▶ Your instructions
Copy everything from the line containing "Where can the calm" down to the line containing "x=388, y=227", swapping "building window" for "glass window" and leaving every other part of these entries unchanged.

▶ Input
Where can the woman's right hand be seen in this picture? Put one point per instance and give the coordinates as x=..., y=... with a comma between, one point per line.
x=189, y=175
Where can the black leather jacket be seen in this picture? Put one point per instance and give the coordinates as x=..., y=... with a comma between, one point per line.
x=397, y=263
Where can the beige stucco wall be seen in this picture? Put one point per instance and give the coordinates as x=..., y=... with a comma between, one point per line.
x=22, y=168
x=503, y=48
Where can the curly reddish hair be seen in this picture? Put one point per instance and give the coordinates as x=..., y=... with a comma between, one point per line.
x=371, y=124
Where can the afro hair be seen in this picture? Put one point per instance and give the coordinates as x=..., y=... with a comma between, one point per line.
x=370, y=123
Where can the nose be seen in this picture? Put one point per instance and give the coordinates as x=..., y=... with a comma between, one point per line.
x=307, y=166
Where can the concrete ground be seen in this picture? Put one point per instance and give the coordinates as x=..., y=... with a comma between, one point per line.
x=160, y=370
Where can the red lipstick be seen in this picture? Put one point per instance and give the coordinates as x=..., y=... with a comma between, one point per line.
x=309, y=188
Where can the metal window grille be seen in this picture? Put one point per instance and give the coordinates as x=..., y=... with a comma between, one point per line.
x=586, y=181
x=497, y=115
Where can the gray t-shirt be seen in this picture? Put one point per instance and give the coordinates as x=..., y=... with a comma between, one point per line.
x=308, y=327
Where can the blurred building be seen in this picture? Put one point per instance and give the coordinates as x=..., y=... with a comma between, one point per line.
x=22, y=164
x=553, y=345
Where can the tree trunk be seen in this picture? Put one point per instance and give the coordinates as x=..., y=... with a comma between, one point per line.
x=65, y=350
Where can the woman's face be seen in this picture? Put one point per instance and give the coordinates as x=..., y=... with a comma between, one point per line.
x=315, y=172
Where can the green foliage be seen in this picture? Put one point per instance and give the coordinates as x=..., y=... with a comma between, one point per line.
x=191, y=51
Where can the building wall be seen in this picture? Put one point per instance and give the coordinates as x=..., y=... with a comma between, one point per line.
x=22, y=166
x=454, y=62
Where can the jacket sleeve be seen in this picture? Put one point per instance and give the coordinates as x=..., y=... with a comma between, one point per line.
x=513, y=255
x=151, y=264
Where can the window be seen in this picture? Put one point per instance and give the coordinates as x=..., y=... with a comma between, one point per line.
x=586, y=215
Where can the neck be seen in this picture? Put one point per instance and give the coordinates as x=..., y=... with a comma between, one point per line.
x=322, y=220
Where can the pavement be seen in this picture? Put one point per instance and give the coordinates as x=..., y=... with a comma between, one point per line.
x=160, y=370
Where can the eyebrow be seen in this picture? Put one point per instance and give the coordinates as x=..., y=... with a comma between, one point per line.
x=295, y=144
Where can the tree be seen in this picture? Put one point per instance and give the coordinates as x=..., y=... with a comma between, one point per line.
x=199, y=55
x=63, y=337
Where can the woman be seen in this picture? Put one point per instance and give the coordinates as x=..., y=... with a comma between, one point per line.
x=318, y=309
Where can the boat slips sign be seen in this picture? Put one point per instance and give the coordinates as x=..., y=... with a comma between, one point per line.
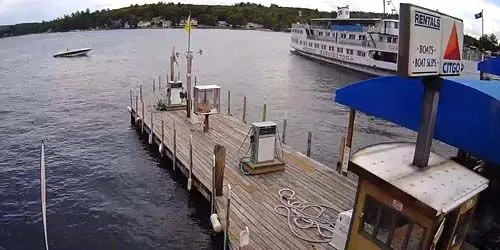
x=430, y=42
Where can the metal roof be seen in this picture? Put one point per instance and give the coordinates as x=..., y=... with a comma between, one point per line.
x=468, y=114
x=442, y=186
---
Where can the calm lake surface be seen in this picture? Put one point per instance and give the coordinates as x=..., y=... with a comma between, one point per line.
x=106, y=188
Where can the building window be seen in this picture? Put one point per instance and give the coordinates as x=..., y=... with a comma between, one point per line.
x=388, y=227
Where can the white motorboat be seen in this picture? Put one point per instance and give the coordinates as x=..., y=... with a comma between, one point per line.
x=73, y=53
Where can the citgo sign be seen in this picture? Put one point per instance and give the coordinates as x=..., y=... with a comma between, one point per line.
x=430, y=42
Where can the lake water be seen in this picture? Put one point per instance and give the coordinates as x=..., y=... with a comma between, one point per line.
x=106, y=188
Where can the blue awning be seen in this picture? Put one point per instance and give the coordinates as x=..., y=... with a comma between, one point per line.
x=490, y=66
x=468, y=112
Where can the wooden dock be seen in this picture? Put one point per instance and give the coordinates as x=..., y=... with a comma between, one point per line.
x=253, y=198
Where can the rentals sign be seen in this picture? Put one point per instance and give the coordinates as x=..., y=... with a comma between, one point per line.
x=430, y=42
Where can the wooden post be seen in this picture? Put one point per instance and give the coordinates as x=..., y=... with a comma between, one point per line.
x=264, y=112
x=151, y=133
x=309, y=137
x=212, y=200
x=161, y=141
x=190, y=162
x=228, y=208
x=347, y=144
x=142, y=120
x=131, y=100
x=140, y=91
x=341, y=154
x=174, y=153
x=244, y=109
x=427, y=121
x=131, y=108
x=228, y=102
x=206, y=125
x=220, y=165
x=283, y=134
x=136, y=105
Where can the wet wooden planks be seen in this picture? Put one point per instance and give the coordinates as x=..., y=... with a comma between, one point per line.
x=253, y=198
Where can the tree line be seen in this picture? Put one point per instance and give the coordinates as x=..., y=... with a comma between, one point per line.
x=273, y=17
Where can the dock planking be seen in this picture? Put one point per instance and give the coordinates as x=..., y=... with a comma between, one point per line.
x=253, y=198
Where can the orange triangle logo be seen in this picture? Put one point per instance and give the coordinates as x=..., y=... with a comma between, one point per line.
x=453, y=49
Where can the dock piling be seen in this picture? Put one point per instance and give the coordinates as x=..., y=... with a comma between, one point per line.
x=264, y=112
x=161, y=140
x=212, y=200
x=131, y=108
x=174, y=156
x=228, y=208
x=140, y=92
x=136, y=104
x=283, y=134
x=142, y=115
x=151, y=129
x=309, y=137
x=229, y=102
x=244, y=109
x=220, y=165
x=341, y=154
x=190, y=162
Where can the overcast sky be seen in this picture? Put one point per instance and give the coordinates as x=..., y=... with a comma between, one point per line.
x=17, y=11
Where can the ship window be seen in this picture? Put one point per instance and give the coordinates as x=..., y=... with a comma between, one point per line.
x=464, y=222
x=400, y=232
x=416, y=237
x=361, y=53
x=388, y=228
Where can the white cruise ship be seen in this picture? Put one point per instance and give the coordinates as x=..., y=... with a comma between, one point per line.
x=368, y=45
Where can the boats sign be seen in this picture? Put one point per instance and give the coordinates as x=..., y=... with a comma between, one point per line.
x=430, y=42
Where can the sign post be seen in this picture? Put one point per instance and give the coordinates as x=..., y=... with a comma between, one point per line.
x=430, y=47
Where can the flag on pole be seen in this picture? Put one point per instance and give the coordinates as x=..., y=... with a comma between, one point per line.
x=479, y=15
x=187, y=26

▶ Correct result
Where can the calm lake surface be seen in this picture? Put one point per instance and give the coordinates as x=..., y=... with a comma between, one point per line.
x=106, y=188
Where can the glass window be seen in this picture? Put one point per instance and give the coordinates as x=..., y=... with a comma between, one point per line.
x=388, y=227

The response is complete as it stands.